> **Directions for this task**: Retype the records below word for word, starting with the line containing "the playground slide" and ending with the line containing "pixel 21 339", both lines included.

> **Point-based annotation data**:
○ ○ ○ ○ ○ ○ ○

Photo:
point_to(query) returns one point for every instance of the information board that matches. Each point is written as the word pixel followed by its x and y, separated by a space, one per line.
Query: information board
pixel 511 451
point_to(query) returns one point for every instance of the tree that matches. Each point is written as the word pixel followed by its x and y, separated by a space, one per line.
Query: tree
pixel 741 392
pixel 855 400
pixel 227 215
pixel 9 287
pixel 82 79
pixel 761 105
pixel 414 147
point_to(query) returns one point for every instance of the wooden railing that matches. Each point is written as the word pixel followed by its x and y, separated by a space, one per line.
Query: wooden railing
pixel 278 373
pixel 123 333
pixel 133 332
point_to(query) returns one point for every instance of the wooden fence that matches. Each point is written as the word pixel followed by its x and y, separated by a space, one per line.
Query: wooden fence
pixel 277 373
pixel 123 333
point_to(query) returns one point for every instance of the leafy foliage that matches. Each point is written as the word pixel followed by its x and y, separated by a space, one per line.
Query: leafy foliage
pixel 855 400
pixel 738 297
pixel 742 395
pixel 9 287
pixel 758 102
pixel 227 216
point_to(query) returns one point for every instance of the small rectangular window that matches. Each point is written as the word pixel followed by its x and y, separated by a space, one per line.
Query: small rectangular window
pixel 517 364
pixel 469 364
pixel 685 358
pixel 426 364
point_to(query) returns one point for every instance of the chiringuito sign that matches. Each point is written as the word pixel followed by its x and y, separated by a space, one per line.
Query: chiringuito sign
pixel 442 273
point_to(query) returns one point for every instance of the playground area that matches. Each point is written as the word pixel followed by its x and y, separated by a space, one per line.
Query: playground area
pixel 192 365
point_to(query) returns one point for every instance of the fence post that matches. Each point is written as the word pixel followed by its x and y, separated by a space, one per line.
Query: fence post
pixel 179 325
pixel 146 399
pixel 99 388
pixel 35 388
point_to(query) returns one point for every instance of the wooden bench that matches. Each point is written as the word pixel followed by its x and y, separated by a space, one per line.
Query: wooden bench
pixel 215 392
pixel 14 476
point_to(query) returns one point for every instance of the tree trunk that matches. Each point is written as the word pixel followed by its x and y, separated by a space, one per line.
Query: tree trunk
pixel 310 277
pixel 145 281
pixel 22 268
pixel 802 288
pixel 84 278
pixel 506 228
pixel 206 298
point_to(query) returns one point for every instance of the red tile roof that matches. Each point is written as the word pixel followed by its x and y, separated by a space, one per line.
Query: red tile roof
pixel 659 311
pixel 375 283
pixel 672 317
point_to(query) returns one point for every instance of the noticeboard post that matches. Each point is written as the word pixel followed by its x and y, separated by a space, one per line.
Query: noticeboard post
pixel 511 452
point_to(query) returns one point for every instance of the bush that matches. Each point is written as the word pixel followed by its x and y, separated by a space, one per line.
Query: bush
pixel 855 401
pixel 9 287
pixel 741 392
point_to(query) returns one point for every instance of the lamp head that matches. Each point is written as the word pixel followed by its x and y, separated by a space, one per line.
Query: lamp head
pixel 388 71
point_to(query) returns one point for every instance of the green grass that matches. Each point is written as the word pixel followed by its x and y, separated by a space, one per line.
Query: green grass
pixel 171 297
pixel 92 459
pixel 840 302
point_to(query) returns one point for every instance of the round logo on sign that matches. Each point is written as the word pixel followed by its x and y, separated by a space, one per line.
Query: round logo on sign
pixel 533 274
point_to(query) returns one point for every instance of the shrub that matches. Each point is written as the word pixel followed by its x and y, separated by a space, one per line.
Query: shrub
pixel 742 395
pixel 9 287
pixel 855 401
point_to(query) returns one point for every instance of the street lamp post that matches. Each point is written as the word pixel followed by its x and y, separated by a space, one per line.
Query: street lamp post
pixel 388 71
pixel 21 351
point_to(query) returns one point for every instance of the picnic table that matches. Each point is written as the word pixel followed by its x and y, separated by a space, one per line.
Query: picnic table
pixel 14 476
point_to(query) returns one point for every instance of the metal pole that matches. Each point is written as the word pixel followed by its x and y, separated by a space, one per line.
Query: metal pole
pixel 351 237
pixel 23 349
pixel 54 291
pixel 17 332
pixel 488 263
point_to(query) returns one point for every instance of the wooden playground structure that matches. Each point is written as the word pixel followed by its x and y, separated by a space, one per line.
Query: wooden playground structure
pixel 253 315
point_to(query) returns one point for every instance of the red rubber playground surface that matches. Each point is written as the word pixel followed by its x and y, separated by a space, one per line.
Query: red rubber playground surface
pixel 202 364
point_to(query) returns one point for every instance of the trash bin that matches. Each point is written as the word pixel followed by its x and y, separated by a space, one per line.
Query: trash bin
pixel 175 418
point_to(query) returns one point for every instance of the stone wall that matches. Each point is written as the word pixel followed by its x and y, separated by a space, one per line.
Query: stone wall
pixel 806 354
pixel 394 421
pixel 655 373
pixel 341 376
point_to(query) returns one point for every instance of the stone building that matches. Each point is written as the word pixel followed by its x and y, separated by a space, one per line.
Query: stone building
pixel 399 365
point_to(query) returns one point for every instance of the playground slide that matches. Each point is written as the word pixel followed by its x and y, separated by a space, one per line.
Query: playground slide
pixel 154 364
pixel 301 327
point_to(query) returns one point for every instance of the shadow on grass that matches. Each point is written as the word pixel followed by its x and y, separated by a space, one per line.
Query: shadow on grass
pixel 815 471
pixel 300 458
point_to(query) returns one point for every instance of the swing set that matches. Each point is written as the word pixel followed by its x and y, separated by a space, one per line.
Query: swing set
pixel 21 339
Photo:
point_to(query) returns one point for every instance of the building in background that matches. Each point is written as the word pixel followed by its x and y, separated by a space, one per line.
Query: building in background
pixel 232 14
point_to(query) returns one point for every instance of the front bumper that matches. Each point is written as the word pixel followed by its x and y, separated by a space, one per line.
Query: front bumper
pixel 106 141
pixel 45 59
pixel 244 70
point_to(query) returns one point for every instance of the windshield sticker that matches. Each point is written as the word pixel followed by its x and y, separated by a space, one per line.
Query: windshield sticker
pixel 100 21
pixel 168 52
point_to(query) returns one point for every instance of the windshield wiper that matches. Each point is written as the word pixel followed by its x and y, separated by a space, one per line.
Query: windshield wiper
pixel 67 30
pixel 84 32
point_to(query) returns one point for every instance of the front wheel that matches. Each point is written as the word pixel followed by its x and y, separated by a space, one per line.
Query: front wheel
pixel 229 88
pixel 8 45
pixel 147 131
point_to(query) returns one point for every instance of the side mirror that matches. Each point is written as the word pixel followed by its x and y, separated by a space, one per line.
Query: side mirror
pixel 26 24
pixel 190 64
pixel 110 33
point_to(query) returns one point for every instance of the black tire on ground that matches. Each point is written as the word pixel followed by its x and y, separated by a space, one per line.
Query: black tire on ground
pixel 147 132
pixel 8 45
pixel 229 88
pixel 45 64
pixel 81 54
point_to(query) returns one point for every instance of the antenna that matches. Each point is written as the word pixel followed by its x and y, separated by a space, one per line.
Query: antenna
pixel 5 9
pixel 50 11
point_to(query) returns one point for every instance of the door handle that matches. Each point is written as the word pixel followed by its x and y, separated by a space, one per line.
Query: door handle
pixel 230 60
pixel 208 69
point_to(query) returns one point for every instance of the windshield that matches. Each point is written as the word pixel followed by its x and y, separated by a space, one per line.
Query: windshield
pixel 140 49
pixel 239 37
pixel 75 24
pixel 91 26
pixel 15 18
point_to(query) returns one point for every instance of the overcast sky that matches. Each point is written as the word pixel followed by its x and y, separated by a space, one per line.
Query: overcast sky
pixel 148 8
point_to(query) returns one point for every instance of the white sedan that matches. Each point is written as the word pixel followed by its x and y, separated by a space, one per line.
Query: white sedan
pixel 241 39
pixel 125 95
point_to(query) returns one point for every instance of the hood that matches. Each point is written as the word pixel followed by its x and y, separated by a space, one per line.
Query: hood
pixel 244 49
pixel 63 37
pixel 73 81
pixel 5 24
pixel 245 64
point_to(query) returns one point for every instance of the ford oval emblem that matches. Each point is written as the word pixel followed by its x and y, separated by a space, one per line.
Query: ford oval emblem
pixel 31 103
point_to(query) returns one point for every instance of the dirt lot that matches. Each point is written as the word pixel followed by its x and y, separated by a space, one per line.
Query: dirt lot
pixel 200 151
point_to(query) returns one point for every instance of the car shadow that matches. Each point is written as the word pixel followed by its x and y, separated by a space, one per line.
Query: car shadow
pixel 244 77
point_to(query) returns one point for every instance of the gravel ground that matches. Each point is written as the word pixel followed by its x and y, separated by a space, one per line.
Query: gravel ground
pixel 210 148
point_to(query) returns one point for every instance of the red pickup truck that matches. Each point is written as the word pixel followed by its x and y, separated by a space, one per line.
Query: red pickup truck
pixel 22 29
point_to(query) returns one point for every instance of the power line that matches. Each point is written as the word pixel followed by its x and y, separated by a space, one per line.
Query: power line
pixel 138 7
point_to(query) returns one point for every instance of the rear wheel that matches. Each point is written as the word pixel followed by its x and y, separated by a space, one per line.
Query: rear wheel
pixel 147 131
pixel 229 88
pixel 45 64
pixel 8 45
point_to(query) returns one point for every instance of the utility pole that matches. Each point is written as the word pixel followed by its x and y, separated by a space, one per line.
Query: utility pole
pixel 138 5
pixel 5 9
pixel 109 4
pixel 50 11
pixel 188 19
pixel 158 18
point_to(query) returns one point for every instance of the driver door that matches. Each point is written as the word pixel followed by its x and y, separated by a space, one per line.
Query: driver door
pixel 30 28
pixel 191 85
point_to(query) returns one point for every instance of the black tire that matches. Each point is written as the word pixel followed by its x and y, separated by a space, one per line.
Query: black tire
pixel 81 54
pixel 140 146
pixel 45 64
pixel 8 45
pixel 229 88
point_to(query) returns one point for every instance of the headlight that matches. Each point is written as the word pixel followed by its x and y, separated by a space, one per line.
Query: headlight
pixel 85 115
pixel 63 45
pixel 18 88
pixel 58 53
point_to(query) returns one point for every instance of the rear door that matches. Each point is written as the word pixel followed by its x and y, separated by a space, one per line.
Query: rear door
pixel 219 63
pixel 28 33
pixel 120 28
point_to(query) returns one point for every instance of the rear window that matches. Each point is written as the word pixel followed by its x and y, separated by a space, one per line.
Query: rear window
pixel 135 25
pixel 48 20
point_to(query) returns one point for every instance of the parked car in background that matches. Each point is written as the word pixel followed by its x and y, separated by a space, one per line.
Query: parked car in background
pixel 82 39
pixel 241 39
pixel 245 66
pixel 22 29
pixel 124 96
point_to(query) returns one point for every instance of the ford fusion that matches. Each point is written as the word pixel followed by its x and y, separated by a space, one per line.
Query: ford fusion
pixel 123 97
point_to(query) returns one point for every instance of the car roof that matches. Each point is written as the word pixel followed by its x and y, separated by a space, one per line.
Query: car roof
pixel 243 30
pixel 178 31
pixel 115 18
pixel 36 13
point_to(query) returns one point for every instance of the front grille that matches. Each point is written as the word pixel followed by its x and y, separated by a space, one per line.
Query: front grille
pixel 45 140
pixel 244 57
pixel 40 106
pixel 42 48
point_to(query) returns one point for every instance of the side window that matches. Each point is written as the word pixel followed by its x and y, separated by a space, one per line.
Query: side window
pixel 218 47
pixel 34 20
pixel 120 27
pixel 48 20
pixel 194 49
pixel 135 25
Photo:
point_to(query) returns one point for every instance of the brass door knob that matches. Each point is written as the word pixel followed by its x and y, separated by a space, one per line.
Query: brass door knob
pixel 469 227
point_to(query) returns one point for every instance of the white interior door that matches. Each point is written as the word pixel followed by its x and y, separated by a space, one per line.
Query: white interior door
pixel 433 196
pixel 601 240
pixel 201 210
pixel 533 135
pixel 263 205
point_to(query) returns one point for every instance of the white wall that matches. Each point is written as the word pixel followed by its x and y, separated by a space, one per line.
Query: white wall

○ ○ ○ ○ ○ ○ ○

> **Worked solution**:
point_to(query) returns one point for every instance of the playground slide that matches. Each point is written as the word pixel followed by its x and y, separated by a space, one per line.
Query: playground slide
pixel 154 364
pixel 301 327
point_to(query) returns one point for every instance of the shadow on grass that matches. Each point is written as the word pixel followed by its x and y, separated by a space, one per line.
Query: shadow on grass
pixel 815 471
pixel 300 458
point_to(query) returns one point for every instance of the swing set that matches. Each point is written as the word pixel followed by its x and y, separated by a space, one per line.
Query: swing set
pixel 21 339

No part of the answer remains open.